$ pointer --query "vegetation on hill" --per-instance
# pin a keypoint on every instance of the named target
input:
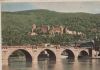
(17, 25)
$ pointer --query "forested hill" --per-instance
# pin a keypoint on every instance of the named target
(16, 25)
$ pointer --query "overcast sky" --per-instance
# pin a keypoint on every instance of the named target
(88, 7)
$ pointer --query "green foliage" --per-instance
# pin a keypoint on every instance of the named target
(17, 25)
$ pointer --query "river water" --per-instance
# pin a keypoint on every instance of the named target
(64, 64)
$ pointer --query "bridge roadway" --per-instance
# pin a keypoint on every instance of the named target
(34, 51)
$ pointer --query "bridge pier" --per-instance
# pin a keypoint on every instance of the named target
(5, 62)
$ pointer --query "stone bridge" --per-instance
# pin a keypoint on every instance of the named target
(32, 52)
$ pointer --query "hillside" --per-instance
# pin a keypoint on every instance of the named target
(16, 25)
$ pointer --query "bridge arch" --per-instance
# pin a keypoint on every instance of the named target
(69, 53)
(47, 53)
(83, 54)
(28, 54)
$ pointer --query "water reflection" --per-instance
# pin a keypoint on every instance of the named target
(64, 64)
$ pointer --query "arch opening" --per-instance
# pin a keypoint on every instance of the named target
(83, 54)
(20, 56)
(46, 55)
(68, 54)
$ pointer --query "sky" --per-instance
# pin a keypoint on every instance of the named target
(77, 6)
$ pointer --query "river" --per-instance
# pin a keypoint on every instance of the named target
(64, 64)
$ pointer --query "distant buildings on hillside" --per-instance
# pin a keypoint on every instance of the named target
(53, 30)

--

All entries need repeating exactly, but without the pictures.

§ Result for this task
$ pointer --query "vegetation on hill" --per-instance
# pin a keypoint on every instance of the named target
input:
(17, 25)
$ pointer --query "forested hill" --per-instance
# pin a keypoint on every instance of the named target
(16, 25)
$ pointer --query "overcast sky" --per-instance
# pin a keypoint on every instance of the named target
(88, 7)
$ pointer --query "green foliage" --per-instance
# pin a keypoint on every instance of the named target
(17, 25)
$ pointer --query "river water" --per-instance
# pin a keypoint on every instance of the named target
(64, 64)
$ pointer --query "bridge roadway" --per-instance
# pin a keypoint on every instance of the named target
(34, 51)
$ pointer --query "bridge pier" --per-instance
# pin a keypoint on every instance of the named target
(5, 62)
$ pointer --query "stone bridge" --per-instance
# pin a keypoint on every instance of the named target
(32, 52)
$ pointer --query "hillside" --per-instance
# pin a keypoint on every instance of the named target
(16, 25)
$ pointer --query "bridge arch" --per-instance
# pin a keypoint on every instance of the named target
(69, 53)
(47, 53)
(83, 54)
(28, 54)
$ pointer --query "water reflection" --per-instance
# pin a keypoint on every instance of the named target
(64, 64)
$ pointer --query "arch opening" --per-instance
# pin a keypoint on every instance of the named target
(83, 54)
(20, 56)
(46, 55)
(68, 54)
$ pointer --query "sky" --per-instance
# pin a keypoint on every instance of the named target
(77, 6)
$ pointer --query "river" --per-instance
# pin a keypoint on every instance of the named target
(64, 64)
$ pointer --query "distant buildings on hillside" --per-instance
# pin a keypoint on every instance of the named target
(53, 30)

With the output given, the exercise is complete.